[Stored data]
○ ○ ○ ○

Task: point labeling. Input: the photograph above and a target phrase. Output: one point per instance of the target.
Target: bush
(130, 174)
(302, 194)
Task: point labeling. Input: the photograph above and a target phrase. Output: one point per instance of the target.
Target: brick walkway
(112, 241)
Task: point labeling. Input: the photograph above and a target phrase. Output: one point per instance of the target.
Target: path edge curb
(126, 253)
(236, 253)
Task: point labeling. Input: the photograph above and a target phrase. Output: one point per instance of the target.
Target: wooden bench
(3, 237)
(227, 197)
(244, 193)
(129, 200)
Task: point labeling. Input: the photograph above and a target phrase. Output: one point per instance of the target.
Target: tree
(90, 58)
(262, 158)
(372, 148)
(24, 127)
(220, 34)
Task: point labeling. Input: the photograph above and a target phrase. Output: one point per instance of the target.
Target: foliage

○ ○ ○ ○

THE EXERCISE: Convert the stored data above into a Markdown table with the columns No. and Line, putting one line per row with its number and omitting any blank lines.

RESULT OF THIS EXERCISE:
| No. | Line |
|---|---|
| 1 | Task: point labeling. Input: the photograph above and a target phrase. Output: one point per instance of the target. |
| 2 | Target: bush |
| 3 | (130, 174) |
| 4 | (302, 194) |
| 5 | Task: point labeling. Input: the photograph above and a target phrase. Output: one point per instance of the target. |
| 6 | Target: brick walkway |
| 7 | (112, 241) |
| 8 | Task: point labeling. Input: the photograph above and a target phrase. Output: one point per instance of the target. |
| 9 | Target: path edge curb |
| 10 | (126, 253) |
| 11 | (236, 253) |
| 12 | Task: point labeling. Input: the photograph above and a target phrase. Output: one point per instance of the target. |
| 13 | Target: wooden bench |
| 14 | (3, 237) |
| 15 | (227, 197) |
| 16 | (244, 193) |
| 17 | (129, 200) |
| 18 | Task: point labeling. Input: the photograph above and a target phrase. Output: one point per instance of the target. |
| 19 | Target: tree |
| 20 | (90, 58) |
| 21 | (262, 158) |
| 22 | (372, 148) |
| 23 | (24, 127) |
| 24 | (220, 34) |
| 25 | Task: point labeling. Input: the photograph above and a target phrase. Output: one point per instance of the target. |
| 26 | Target: foliage |